▶ [REQUIRED ACTION]: Print out the complete set of records below, exactly as they read.

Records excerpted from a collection
.....
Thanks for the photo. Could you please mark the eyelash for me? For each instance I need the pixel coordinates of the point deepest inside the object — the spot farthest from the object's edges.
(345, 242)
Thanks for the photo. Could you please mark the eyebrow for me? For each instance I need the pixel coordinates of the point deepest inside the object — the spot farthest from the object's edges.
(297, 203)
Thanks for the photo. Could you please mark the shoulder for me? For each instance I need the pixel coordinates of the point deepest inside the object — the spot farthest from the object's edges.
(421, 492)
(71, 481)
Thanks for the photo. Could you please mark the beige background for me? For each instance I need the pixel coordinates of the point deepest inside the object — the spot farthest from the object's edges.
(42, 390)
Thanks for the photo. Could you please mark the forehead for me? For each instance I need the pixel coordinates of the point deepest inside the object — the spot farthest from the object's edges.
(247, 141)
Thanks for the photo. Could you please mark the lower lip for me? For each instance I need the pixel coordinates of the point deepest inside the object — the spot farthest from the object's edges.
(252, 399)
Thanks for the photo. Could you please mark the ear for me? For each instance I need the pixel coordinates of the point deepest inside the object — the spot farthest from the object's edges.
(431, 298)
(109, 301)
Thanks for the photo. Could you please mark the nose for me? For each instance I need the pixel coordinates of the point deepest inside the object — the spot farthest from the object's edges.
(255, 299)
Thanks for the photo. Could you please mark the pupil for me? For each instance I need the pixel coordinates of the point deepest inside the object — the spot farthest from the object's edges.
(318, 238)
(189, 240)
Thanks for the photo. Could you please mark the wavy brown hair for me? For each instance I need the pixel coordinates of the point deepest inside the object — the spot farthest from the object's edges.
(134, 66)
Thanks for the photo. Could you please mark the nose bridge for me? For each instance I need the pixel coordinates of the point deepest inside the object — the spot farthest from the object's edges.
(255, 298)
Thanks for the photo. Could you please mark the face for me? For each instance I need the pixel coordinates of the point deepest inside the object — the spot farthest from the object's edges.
.....
▶ [RESULT]:
Thanks for the photo. Could you please mark the eyelash for me? For each instance I need the pixel coordinates of the point deepest inside the object — the spot farthest from the object's edges.
(345, 242)
Thanks for the photo. Could you please mark the eyebrow for me? For each instance I need the pixel coordinates of the point deepest inside the object — the spot farthest from the object's edges.
(297, 203)
Thanks for the photo. Could you please mark the shoulder for me? For each instance I need the pixel coordinates of the point deepest inside the object — the spot farthest from the object's edges.
(421, 492)
(71, 481)
Thanks for the photo. Could you please mark the beige background for me? For each instance I need the pixel coordinates of the point deepest inside the object — the spot farthest from the object's edges.
(42, 390)
Thanks for the photo. Could you please mark the forehead for me? For each instance I need the pixel coordinates of the point deepest inside the object — the spot farthest from the object's edges.
(247, 141)
Thanks for the photo. Could you please mark the lower lip for me? For each instance I need the pixel coordinates of the point deepest inside the object — the spot farthest from the object's edges.
(252, 399)
Thanks for the photo. Could you please mark the ear for me? For each instance I need the pixel coordinates of the point deepest inside the object — the spot farthest from the object's edges.
(431, 298)
(109, 301)
Thanks for the photo. Could you please mark the nose for me? For each instance I need the pixel coordinates of the point deepest inside the object — the spot farthest from the object's edges.
(255, 299)
Thanks for the photo. Could you please mark the pupil for me? For each instance I need the pixel coordinates of the point deepest inside the object — the spot farthest from the object's edges.
(318, 238)
(189, 240)
Thanks for the photo. Could you please mark the wavy brown hair for me? For each instance I need the pixel coordinates of the point deepest inside the object — the spot farthest from the object's edges.
(134, 66)
Thanks for the photo. Could you please mark the nose bridge for me? For each instance I need the pixel coordinates of the point deepest inside the object — the spot farthest from the object's edges.
(255, 298)
Thanks for the photo. Could you please mark the face for me? For each instance I need the pixel coordinates of the point deepest inside the object — the spot farthest from the object's edges.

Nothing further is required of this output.